What is expected:
The answer must consist of each line below that contains the word "wall", copied in full.

Entries supplied:
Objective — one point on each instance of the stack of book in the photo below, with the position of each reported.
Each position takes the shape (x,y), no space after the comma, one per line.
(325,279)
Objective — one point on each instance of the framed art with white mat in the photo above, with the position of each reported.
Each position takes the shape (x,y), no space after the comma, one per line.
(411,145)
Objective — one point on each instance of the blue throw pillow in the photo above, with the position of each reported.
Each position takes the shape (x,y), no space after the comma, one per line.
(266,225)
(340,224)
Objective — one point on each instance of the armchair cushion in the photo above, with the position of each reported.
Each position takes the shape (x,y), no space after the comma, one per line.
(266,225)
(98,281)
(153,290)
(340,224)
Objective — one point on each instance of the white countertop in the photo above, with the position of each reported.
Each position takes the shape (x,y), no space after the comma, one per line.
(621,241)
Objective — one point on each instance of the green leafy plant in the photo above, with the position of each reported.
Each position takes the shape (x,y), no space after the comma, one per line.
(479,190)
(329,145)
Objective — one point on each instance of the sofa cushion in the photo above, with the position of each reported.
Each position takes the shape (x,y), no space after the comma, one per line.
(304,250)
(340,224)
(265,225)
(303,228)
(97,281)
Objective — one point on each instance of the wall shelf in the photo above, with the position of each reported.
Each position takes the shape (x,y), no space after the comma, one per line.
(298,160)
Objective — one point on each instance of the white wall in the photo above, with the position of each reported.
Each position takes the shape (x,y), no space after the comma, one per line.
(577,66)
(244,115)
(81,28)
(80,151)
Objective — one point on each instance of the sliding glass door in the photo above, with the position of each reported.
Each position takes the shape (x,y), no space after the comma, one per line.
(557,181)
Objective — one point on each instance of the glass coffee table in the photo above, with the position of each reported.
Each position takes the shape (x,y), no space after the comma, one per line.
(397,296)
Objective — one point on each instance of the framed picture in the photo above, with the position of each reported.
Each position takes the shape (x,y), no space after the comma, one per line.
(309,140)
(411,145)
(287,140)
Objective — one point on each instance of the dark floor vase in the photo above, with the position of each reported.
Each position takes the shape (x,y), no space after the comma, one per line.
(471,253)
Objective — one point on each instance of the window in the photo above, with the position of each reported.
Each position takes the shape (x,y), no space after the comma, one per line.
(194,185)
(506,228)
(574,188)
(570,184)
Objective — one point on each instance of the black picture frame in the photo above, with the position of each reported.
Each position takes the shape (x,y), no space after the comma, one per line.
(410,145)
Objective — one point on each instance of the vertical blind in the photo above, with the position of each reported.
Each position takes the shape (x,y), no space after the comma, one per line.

Solution:
Objective — one point on each instance of the wall shelf in the photo above, with the position of each reported.
Objective — one point on each instance of the white wall in the photo above, with the position of each reported.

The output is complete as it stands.